● WHAT THIS TASK INVOLVES
Reproduce the entries below word for word, starting at the first line of the entries and ending at the line that contains "[[0, 71, 63, 128], [78, 72, 150, 150]]", with both of those lines included. Leave the pictures out of your copy.

● LISTED RECORDS
* BEGIN *

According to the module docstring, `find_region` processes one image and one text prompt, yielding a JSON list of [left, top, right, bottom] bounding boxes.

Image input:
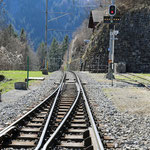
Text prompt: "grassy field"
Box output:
[[0, 71, 44, 93]]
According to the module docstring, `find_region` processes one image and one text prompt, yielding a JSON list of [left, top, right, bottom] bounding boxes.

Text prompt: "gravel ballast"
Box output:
[[0, 71, 63, 128], [78, 72, 150, 150]]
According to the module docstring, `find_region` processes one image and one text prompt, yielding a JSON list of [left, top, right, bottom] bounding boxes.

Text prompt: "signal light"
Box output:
[[109, 5, 116, 16]]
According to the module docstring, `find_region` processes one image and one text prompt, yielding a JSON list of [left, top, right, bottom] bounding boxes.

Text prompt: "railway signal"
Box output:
[[109, 4, 116, 16]]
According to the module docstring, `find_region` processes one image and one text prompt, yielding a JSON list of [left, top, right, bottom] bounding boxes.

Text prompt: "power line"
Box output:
[[48, 13, 70, 22], [48, 29, 75, 32]]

* END *

● COMPLETED EXERCISE
According to the module docstring, `find_region` processes one image and one text prompt, yielding a JSON list of [left, top, right, bottom] bounding boxes.

Image input:
Text prompt: "grassy field"
Box output:
[[0, 71, 44, 93]]
According to the module docstring, `find_region` processes one image and one text prompt, yielding a JSON list of [left, top, right, bottom] bounding boxes.

Text prompt: "gravel ballast"
Box output:
[[0, 71, 63, 128], [78, 72, 150, 150]]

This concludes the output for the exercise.